[TASK INSTRUCTIONS] Copy every line of the data below character for character, and leave the pictures out of your copy.

[DATA SUPPLIED]
----------
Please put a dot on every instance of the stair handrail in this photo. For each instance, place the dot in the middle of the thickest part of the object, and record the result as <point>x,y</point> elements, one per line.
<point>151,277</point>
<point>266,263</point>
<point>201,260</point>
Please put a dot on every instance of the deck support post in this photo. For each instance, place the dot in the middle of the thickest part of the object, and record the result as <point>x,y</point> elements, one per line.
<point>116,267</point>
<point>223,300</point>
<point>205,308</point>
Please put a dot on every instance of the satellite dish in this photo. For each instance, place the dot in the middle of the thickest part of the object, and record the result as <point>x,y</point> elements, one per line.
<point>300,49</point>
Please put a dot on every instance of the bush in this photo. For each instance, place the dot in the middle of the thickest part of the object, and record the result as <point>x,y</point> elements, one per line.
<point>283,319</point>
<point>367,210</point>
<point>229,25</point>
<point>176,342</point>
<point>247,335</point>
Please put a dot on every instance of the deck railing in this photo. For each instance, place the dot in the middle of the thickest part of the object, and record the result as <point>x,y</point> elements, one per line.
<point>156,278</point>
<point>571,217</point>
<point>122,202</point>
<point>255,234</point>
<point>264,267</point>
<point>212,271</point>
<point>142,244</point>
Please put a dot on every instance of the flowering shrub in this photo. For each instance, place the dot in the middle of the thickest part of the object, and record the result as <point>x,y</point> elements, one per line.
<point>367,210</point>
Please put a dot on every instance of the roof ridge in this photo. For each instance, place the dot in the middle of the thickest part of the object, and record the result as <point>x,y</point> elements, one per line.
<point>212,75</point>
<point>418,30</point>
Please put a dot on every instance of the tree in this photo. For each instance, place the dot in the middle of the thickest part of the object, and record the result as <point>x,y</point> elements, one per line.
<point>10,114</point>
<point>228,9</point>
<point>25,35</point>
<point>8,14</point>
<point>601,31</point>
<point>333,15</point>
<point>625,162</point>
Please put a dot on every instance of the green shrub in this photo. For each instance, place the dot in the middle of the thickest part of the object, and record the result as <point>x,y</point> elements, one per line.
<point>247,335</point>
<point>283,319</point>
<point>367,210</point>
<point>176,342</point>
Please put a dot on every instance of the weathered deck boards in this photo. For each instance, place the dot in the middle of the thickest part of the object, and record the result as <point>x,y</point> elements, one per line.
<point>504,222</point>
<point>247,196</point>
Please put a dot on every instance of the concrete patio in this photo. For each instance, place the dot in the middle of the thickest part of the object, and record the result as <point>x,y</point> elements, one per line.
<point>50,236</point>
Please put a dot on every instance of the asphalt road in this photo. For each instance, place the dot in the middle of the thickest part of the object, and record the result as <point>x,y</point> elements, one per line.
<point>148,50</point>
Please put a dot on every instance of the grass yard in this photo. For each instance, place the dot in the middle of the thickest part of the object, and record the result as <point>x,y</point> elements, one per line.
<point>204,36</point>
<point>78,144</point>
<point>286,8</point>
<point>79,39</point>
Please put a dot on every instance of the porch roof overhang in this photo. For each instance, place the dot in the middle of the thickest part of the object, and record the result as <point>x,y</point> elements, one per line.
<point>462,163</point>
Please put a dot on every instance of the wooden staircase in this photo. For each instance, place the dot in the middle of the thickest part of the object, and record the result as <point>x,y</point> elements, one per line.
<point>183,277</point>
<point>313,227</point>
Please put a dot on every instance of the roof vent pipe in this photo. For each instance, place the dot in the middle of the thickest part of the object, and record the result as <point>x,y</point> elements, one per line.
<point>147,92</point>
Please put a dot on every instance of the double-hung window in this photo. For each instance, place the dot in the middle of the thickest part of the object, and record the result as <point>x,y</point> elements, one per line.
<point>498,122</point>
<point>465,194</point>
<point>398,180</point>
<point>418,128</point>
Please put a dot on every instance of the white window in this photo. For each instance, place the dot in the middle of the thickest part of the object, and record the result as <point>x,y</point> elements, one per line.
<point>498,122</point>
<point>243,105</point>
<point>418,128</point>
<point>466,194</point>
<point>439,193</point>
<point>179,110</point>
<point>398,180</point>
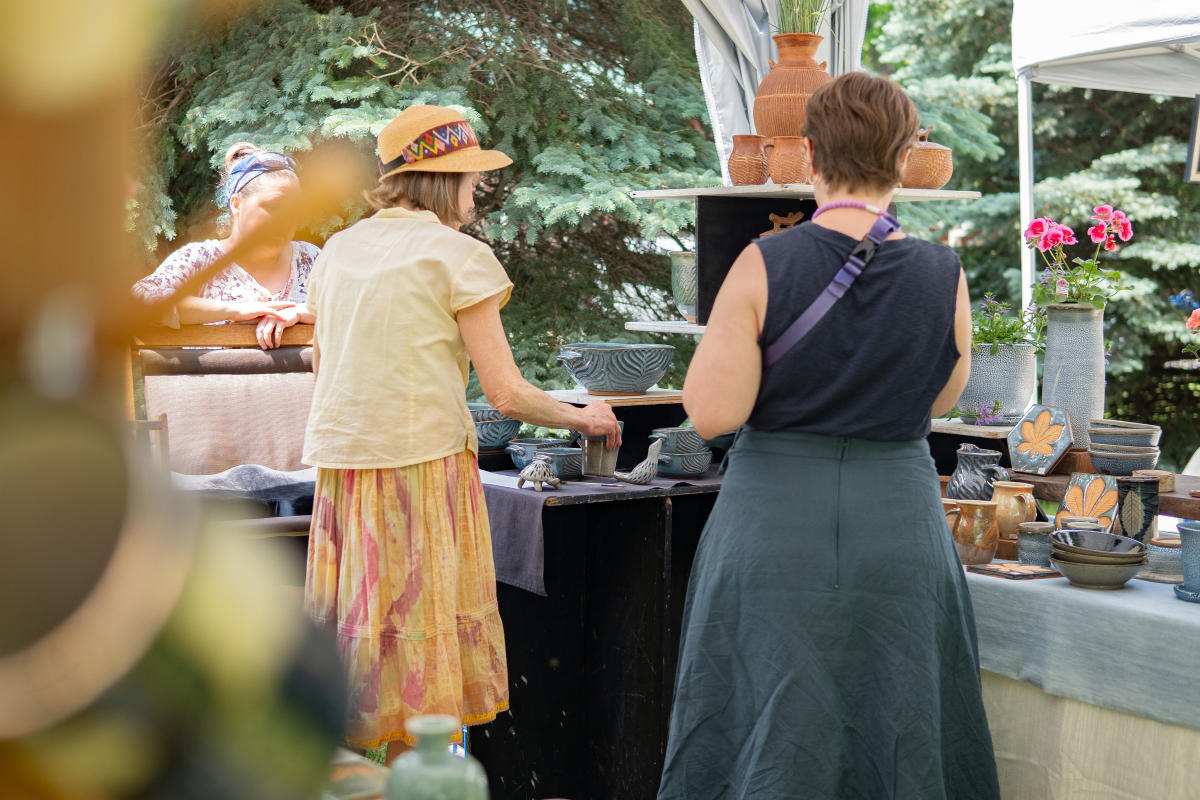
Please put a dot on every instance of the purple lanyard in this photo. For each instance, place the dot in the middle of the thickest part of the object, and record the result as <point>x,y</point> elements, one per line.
<point>864,251</point>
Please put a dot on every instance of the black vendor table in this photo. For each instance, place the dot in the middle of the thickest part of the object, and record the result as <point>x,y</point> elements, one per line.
<point>591,662</point>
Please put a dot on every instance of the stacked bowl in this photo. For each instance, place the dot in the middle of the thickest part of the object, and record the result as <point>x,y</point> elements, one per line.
<point>684,452</point>
<point>1095,559</point>
<point>1119,447</point>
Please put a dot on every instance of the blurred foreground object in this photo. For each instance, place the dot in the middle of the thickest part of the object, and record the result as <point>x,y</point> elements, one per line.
<point>141,656</point>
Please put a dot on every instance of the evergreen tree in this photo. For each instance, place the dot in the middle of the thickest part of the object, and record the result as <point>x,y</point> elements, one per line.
<point>1091,146</point>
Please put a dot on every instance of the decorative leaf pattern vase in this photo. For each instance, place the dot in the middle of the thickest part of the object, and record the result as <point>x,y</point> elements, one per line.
<point>1073,374</point>
<point>973,476</point>
<point>430,771</point>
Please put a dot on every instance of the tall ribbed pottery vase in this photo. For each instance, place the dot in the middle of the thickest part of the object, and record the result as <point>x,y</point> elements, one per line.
<point>1073,374</point>
<point>1008,376</point>
<point>784,94</point>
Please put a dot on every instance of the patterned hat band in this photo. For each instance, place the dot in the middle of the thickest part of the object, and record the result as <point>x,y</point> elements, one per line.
<point>433,143</point>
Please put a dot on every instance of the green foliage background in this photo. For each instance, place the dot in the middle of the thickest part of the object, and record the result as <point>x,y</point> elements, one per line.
<point>592,100</point>
<point>598,97</point>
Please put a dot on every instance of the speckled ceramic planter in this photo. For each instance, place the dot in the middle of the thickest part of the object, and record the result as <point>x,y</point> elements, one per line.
<point>1008,376</point>
<point>1073,374</point>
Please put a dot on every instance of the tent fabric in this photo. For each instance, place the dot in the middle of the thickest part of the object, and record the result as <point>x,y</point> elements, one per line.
<point>1150,47</point>
<point>733,48</point>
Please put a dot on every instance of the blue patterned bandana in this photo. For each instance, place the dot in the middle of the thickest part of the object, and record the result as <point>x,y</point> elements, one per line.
<point>247,169</point>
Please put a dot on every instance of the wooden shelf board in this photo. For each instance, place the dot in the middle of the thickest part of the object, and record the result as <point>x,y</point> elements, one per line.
<point>652,397</point>
<point>960,428</point>
<point>665,326</point>
<point>791,191</point>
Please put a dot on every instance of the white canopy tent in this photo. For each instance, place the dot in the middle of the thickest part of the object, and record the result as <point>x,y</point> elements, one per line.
<point>733,47</point>
<point>1150,47</point>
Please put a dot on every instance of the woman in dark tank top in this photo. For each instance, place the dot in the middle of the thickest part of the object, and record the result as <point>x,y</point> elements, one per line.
<point>828,645</point>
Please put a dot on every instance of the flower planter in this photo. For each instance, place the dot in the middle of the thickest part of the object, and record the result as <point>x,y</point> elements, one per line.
<point>1073,374</point>
<point>1008,376</point>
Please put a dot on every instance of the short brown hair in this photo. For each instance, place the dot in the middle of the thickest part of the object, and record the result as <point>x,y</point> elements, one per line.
<point>437,192</point>
<point>861,127</point>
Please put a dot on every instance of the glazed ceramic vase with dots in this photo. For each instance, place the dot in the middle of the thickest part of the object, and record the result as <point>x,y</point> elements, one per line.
<point>977,534</point>
<point>975,474</point>
<point>1073,373</point>
<point>430,771</point>
<point>1009,376</point>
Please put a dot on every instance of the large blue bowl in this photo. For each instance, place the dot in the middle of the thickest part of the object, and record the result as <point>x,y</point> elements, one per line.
----------
[WRITTEN SOLUTION]
Please put a dot on every instance of the stair handrail in this photo. For each instance, place the dot in the middle of the thickest part of the object, and record the result as <point>x,y</point> elements, one per line.
<point>151,277</point>
<point>266,263</point>
<point>201,260</point>
Please put a dot on every instance of the deck support post in this photo. For each instance, place the dot in the middle of the thickest part of the object, and record the result as <point>x,y</point> elements, one per line.
<point>116,267</point>
<point>223,300</point>
<point>205,308</point>
Please put a dot on every instance of the satellite dish in this photo. For each instance, place the dot in the middle of the thickest part of the object, and record the result as <point>x,y</point> elements, one per line.
<point>300,49</point>
Please put a dot on every instance of the bush in this photo. For each instance, place the dot in the middle of the thickest part of the object, and record the result as <point>x,y</point> elements, one per line.
<point>283,319</point>
<point>367,210</point>
<point>229,25</point>
<point>176,342</point>
<point>247,335</point>
Please put a dot on every instance of the deck railing in this photo. For each instance, place the dot in the middle of the thickest part of the object, and record the result as <point>x,y</point> elements, one per line.
<point>156,278</point>
<point>571,217</point>
<point>122,202</point>
<point>255,234</point>
<point>264,267</point>
<point>212,271</point>
<point>142,244</point>
Please put a dot on every instance of the flowering shrub in this photo. For each instance, place the dot in the middle of the thickest part of the object, and record the result as <point>x,y</point> elements, one per line.
<point>367,210</point>
Please put a dot on every instance of the roof ridge in this photo. For each instance, place the dot in the middle of the thickest part of the object, and record the result as <point>x,y</point> elements, one per line.
<point>212,75</point>
<point>418,30</point>
Please put a dot on every instance of the tree in this photo. For each instance, place the dot in the middle of the thickest part of the object, and record the result as <point>x,y</point> elements, one per line.
<point>10,114</point>
<point>228,9</point>
<point>25,35</point>
<point>8,14</point>
<point>601,31</point>
<point>333,15</point>
<point>625,162</point>
Please put a dot on every instance of the green shrub in this photo. For each instance, place the dot in the middle of the thickest part of the object, and record the result as <point>x,y</point> elements, one per line.
<point>247,335</point>
<point>283,319</point>
<point>367,210</point>
<point>176,342</point>
Please put a dot on every instance of the weathered deck boards in this photo. For each instance, place the dot in the middle of the thickest part of the object, and record the result as <point>x,y</point> elements, one per line.
<point>504,222</point>
<point>247,196</point>
Please put a dot on every instance of the concrete patio in this photo. For each instance, place the dot in the middle of the thickest part of the object, and record the result as <point>x,y</point> elements, one per line.
<point>50,236</point>
Please put a dot on every instance of the asphalt road in this photo. For each instance, place the dot in the middle of the thickest part of the object, and record the result as <point>x,y</point> elements, one per line.
<point>148,50</point>
Please put a dot on every instance of the grass yard in this photo. For each instance, place the dot in the middle of the thickest part of the object, and record the result as <point>x,y</point> elements, one per line.
<point>204,36</point>
<point>78,144</point>
<point>286,8</point>
<point>79,39</point>
Please put a dot on every instance of the porch roof overhang in this photo. For each instance, place the dot in the middle of the thickest part of the object, and record the result as <point>x,y</point> elements, one per line.
<point>462,163</point>
Please put a dot on every instance of the wooden staircase in this photo. For each instance, place the dot in the middle of the thickest part of the object, and record the result as <point>x,y</point> elements, one per line.
<point>183,277</point>
<point>313,227</point>
Please put a dot on every instance of the roof vent pipe in this photo. For each instance, place the dot in the middle of the thickest part of the object, and record the result as <point>x,y</point> elements, one per line.
<point>147,92</point>
Please put a dot on every instance of the double-hung window in this photo. For each instance, place the dot in the middle of the thickest part of the object, and record the result as <point>x,y</point> elements, one per line.
<point>498,122</point>
<point>465,194</point>
<point>398,180</point>
<point>418,128</point>
Please put a dot on every instance of the white window in this photo. For each instance, place the dot in the middle of the thickest part of the object, and record the result as <point>x,y</point> elements, one per line.
<point>498,122</point>
<point>243,105</point>
<point>418,128</point>
<point>466,194</point>
<point>439,193</point>
<point>179,110</point>
<point>398,180</point>
Please put a dot on every instance of the purple lanyard in this photo. For each instance, place the dot in the middle of the thickest part of the object, and record the result as <point>x,y</point> elements, one per line.
<point>864,251</point>
Please put a dot on every instance of the black vendor table in this photo. For each instance, place the dot in the middle of the thickest part of the object, and record the result as <point>x,y</point> elements, one per line.
<point>591,662</point>
Please put a dot on every instance of the stacked bowl in this photo. For each instance, place the dot in the middle of the thickest part of the object, and record the result as <point>x,y</point> elements, one per line.
<point>684,452</point>
<point>1095,559</point>
<point>1119,447</point>
Please put a dot on every instance of the blurred foreground object in this photo. For each instance, place the dot in the middle of the thickest part of the object, and record the result as <point>x,y</point> elements, one per line.
<point>141,656</point>
Please put a dot on every instance of the evergreen tree in this photo. For each instance, place the dot in the middle of the thickest part of the object, and record the result as <point>x,y</point> elements, one per line.
<point>1091,146</point>
Please put a dot on every instance of the decorative leaf pattern vase in this photo. For each instance, place the dot in the middle of the thickest part of the object, and record the result as <point>x,y</point> elements, one per line.
<point>1073,374</point>
<point>973,476</point>
<point>430,771</point>
Please put a dot on every instance of the tall ribbed pottery vase in this photo. For each instance, place the dot in the middle of the thickest part of the object, and record the result as <point>x,y</point> elements, one per line.
<point>1073,374</point>
<point>1008,376</point>
<point>784,94</point>
Please put a dot on every instance of the patterned hat band in this photo. For each instance, place the dot in the middle of the thickest part of the object, and record the result as <point>x,y</point> elements, one per line.
<point>433,143</point>
Please put a dot on every instance of the green foliage background in this photo. For each instance, place the dot in the middle of the thickest part of the object, and record the result as <point>x,y</point> elements, one per line.
<point>592,100</point>
<point>598,97</point>
Please put a dot on every instance of the speckled ceramic planter in this photo. For each instance, place the dot in the middle of the thickest part of the object, and record the result as <point>x,y</point> elements, one per line.
<point>1008,376</point>
<point>1073,374</point>
Please put a dot on every instance of the tent fabric in this photo. For each instance, place the dot in the middle of the thickest part of the object, and record the result as <point>x,y</point> elements, one per line.
<point>1150,47</point>
<point>733,48</point>
Please put a dot on every instance of the blue patterned bandana in this photo. For each instance, place the dot in the middle of the thickest part of the object, and record the result as <point>x,y</point> elements, one per line.
<point>247,169</point>
Please put a dot on every instance of the wooden shelf board in this photo. For each instance, place the dot in the middle of the thickest part of the object, and record the result as <point>x,y</point> elements, one per line.
<point>652,397</point>
<point>960,428</point>
<point>665,326</point>
<point>791,191</point>
Please put a dot on every instance of the white canopy tent in this photo. For each instance, place the dot in the middle of the thickest part of the object, and record the result as <point>x,y</point> elements, one per line.
<point>733,47</point>
<point>1150,47</point>
Please put a dot on every instance of the woman in dark tank top in this photo. For each instance, place the dot in the middle of the thickest part of the object, and record the result as <point>x,y</point> elements, one per line.
<point>828,645</point>
Please put a dot on every instance of the flower planter in this photo. For each instance, place the dot in the middle of the thickest part of the object, and record the result as <point>x,y</point> elements, one per line.
<point>1073,374</point>
<point>1008,376</point>
Please put a dot on every instance of the short brown hair in this photo. For each instance, place the dot in the middle of the thickest part of the object, and record the result as <point>x,y</point> elements, one per line.
<point>437,192</point>
<point>861,127</point>
Please put a dot on every instance of the glazed ceramic vase with dots in this photo. For each instance, place the dot in the middle of the thickest part of the object, and record the result as <point>x,y</point> elements, one per line.
<point>977,534</point>
<point>975,474</point>
<point>1073,373</point>
<point>430,771</point>
<point>1009,376</point>
Please put a dot on every instance of the large blue bowl in this photo. For each instance, place the dot in the middle of the thickest part of the object, and record the result as <point>x,y</point> elements, one per line.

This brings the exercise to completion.